• _What you are asked to do_
Please reproduce all of the material below word for word.
**** The records
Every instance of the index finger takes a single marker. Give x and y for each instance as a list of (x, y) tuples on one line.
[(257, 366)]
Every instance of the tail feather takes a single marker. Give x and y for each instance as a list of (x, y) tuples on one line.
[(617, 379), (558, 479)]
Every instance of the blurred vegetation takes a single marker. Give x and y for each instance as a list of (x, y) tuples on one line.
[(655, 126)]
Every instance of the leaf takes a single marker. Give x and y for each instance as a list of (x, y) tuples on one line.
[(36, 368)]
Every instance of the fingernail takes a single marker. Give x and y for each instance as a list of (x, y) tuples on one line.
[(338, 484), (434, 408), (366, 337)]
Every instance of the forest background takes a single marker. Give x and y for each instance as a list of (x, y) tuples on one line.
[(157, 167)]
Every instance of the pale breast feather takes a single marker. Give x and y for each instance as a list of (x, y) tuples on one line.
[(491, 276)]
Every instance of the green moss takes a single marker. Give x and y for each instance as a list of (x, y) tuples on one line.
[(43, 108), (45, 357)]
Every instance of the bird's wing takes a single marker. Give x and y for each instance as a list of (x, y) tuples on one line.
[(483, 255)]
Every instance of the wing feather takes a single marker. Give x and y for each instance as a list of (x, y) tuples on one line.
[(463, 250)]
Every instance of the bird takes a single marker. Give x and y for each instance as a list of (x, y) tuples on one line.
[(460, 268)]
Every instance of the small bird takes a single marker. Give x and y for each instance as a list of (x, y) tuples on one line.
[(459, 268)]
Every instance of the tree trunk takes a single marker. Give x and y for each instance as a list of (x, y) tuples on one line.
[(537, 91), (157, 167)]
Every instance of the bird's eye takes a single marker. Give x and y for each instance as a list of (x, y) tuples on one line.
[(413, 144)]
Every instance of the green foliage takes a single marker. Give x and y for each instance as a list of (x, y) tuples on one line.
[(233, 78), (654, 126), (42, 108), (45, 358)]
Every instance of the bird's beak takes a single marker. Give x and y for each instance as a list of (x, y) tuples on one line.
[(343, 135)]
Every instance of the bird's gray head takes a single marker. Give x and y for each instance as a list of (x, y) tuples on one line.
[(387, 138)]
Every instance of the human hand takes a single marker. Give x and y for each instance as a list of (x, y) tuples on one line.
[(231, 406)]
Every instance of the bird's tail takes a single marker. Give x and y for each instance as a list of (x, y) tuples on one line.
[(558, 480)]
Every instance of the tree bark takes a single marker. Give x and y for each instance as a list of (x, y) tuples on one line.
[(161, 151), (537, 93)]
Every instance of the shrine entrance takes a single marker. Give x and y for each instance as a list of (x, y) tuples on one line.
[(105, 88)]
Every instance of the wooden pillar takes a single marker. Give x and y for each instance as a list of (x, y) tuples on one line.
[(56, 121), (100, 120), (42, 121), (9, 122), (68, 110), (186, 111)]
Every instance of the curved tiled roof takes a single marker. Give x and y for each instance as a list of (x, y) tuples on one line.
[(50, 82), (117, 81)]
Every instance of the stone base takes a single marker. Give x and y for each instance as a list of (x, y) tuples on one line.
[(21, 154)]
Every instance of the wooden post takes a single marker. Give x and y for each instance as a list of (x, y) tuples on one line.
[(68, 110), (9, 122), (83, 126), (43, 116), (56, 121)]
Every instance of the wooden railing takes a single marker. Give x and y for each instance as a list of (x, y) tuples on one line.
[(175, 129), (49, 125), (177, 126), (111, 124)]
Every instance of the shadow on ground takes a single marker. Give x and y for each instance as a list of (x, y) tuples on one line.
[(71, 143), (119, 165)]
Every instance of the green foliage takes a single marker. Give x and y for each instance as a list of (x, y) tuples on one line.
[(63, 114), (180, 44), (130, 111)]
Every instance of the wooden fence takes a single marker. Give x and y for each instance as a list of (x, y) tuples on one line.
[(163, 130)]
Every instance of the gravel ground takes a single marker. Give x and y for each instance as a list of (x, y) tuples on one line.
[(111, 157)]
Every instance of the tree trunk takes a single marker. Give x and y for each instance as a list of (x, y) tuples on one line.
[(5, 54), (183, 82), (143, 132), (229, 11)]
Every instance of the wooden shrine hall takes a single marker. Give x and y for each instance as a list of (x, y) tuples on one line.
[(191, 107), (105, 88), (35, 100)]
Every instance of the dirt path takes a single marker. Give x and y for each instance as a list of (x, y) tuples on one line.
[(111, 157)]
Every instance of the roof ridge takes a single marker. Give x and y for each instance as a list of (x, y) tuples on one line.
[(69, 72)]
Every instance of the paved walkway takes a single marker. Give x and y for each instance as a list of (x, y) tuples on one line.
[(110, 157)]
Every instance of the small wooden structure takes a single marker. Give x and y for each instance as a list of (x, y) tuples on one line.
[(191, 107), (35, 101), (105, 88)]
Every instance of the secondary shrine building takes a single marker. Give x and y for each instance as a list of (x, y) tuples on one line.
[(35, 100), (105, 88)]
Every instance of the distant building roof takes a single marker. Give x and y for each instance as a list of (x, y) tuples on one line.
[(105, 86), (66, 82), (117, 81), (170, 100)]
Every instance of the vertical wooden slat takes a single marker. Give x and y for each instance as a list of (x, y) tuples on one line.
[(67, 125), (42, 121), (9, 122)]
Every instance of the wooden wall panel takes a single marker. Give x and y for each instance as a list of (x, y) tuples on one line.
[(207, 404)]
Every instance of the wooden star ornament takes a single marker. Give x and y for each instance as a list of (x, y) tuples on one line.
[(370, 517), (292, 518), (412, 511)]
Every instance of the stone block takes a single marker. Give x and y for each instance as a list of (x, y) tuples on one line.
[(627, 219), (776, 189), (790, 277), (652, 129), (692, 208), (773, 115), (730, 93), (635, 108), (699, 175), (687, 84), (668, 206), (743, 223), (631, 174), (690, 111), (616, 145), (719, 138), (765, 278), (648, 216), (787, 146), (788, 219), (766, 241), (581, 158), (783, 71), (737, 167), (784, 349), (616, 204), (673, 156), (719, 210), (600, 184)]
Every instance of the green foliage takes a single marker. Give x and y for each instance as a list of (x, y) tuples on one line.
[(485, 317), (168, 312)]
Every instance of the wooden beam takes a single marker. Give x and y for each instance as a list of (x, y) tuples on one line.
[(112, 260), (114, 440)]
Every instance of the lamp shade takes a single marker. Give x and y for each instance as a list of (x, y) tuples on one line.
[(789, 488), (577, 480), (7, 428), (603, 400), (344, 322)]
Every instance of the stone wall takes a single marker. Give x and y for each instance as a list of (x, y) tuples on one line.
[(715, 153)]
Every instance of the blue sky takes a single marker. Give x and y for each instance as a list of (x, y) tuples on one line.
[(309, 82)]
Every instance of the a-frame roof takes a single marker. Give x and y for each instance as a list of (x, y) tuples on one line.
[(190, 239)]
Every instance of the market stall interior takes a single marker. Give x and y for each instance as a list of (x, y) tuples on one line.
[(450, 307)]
********
• _Complete response_
Every instance of the index finger takes a single marker. Give x and y for each instance as a list of (x, y) tuples on one line.
[(257, 366)]
Every instance of the tail feather takes a single marker. Give x and y for each instance as a list of (x, y) tuples on one line.
[(617, 379), (558, 479)]
Every instance of the blurred vegetation takes a single marker. Give x and y for each instance as a list of (x, y) tuples on one line.
[(655, 126)]
Every instance of the leaf takes a single marker. Give x and y for each instance as a list of (x, y) tuples on one line.
[(36, 368)]
Every instance of the fingernail takes a single marker. Give x and y for each instance as a list of (x, y) tuples on one line.
[(338, 484), (434, 408), (366, 337)]
Every instance of the forest background takes a single marker. Give x and y for each instance as a list of (x, y) tuples on one line.
[(157, 167)]
Every instance of the pale breast feather takes a single marker. Give x and y for each instance as a list of (x, y) tuples on one line.
[(491, 276)]
Every instance of the green moss takes a single marker. Give x and y for each instance as a list of (x, y) tuples on one line.
[(43, 108), (45, 357)]
Every instance of the bird's wing takes a single marker. Give x and y for each instance as a list of (x, y) tuples on one line.
[(483, 255)]
Every instance of the wing feather takes a single marker. Give x and y for each instance as a list of (x, y) tuples on one line.
[(463, 250)]
Every instance of the bird takes a single marker. Give x and y for each instance as a list of (x, y) tuples on one line.
[(460, 268)]
Every instance of the small bird takes a single marker. Give x and y for each instance as a list of (x, y) tuples on one line.
[(459, 268)]
Every instance of the tree trunk takes a single marker. Give x and y for each instance as a list of (x, y) tuples on one line.
[(537, 91), (157, 167)]
Every instance of the bird's eye takes a single marker. Give x and y for each instance as a list of (x, y) tuples on one line.
[(413, 144)]
Every instance of the green foliage takes a single marker. Give x and y for each instance as a list of (x, y) tuples on one line.
[(233, 78), (654, 126), (42, 108), (45, 358)]
Every instance of the bird's beak takes a single marker. Give x and y for each instance as a list of (x, y) tuples on one line.
[(343, 135)]
Every instance of the bird's gray head takes a single marker. Give x and y for each instance as a list of (x, y) tuples on one line.
[(387, 138)]
Every instance of the human hand takes a single marker. Give x and y for each instance as a list of (x, y) tuples on one line.
[(231, 406)]
Every instance of the bird's tail takes a single marker. Give x and y for each instance as a list of (x, y) tuples on one line.
[(558, 480)]
Every instance of the tree bark takes a single marker. Give x and y for each instance as a list of (x, y) tuples on one line.
[(161, 151), (537, 93)]
Every instance of the shrine entrance takes a single marker. Give x and y for each instance as a list of (x, y) tuples on one line.
[(105, 88)]
Every instance of the wooden pillar takes a single marker. Give x and y for each instance as a list of (x, y) tuples on one line.
[(56, 121), (100, 120), (42, 121), (9, 122), (68, 110), (186, 111)]
Every instance of the curved tiled roof takes a single marker. Give x and y for each instance as a list of (x, y) tuples on one line.
[(50, 82), (117, 81)]
Every instance of the stone base takes a single marker. Give x and y for each instance as a list of (x, y) tuples on one line.
[(21, 154)]
Every instance of the wooden post takes a single marker. Give x and y for each instance as a list of (x, y) tuples on one line.
[(68, 110), (9, 122), (83, 126), (43, 116), (56, 121)]
Every instance of the wooden railing takes a single marker. Give x and y for each instance as a list of (x, y) tuples on one line.
[(175, 129), (49, 125), (177, 126), (111, 124)]
Every instance of the shadow on ground takes a single marker. Give x and y for each instance as a list of (x, y) tuples on one line.
[(71, 143), (119, 165)]
Every instance of the green foliage takes a single marker. Give x and y for each instance as a list of (x, y) tuples on one line.
[(63, 114), (180, 44), (130, 111)]
Every instance of the wooden fence takes a single marker. Give x and y for each instance as a list of (x, y) tuples on one line.
[(163, 130)]
Every instance of the gravel ground takes a single marker. Give x and y for each instance as a list of (x, y) tuples on one line.
[(111, 157)]
Every instance of the tree trunk takes a single marker. Give x and y for each instance as a list of (x, y) tuples on one line.
[(5, 54), (183, 82), (143, 132), (229, 11)]
Every instance of the wooden shrine hall takes a single marker. Give x and y for each instance as a list of (x, y) tuples on one line.
[(191, 107), (105, 88), (35, 100)]
Every instance of the dirt path takes a single marker. Give x and y for each instance as a list of (x, y) tuples on one line.
[(111, 157)]
Every instance of the roof ridge takes a single marker. Give x and y for each instance as a list of (x, y) tuples on one line.
[(69, 72)]
Every instance of the paved walkway takes a single marker. Give x and y for each instance as a list of (x, y) tuples on one line.
[(110, 157)]
Every instance of the small wooden structure takes a single marker. Give x and y for each instance as a list of (x, y) tuples on one line.
[(191, 107), (35, 101), (105, 88)]
Every instance of the secondary shrine building takes a single marker. Give x and y for each instance as a list of (x, y) tuples on one line.
[(35, 100), (105, 88)]
Every instance of the distant building roof takes a single marker. Give x and y for each instance as a list of (x, y) tuples on one line.
[(105, 86), (66, 82), (117, 81), (170, 100)]
Every instance of the vertical wooden slat takes a single marker. Give x and y for each instance as a list of (x, y) tuples on one line.
[(67, 125), (42, 121), (9, 122)]
Every instance of the wooden wall panel takes a single marker. Give x and y for each instance as a list of (x, y) tuples on one line.
[(207, 404)]
Every instance of the wooden star ornament takes a single marker. Give x and y for each instance as a list of (x, y) tuples on one line.
[(370, 517), (292, 518), (412, 511)]
Every instance of the stone block takes a single marker. Give x and y for each instance as a list of (x, y) tuples on one line.
[(627, 219), (776, 189), (790, 277), (652, 129), (692, 208), (773, 115), (730, 93), (635, 108), (699, 175), (687, 84), (668, 206), (743, 223), (631, 174), (690, 111), (616, 145), (719, 138), (765, 278), (648, 216), (787, 146), (788, 219), (766, 241), (581, 158), (783, 71), (737, 167), (784, 349), (616, 204), (673, 156), (719, 210), (600, 184)]
Every instance of the green foliage takes a single marker. Give x and y for each instance as a list of (x, y) tuples on one line.
[(485, 317), (168, 312)]
Every instance of the wooden beam takes a single marker. Give x and y for each instance as a list of (x, y) tuples on one line.
[(112, 260), (114, 440)]
Every instance of the lamp shade takes a single marker. Give x and y for each instance as a list of (x, y) tuples on one line.
[(789, 488), (577, 480), (7, 428), (603, 400), (344, 322)]
Every instance of the stone wall takes a single marker. Give x and y for each instance as a list of (x, y) tuples on one line.
[(715, 153)]
Every instance of the blue sky takes a single marker. Give x and y for each instance as a list of (x, y) tuples on one line.
[(309, 82)]
Every instance of the a-frame roof takes a single marker. Give x and y for each instance as a list of (x, y) tuples on one line.
[(190, 239)]
Every instance of the market stall interior takes a single marker. Give x and y for each instance as a list of (x, y) tuples on one line.
[(450, 307)]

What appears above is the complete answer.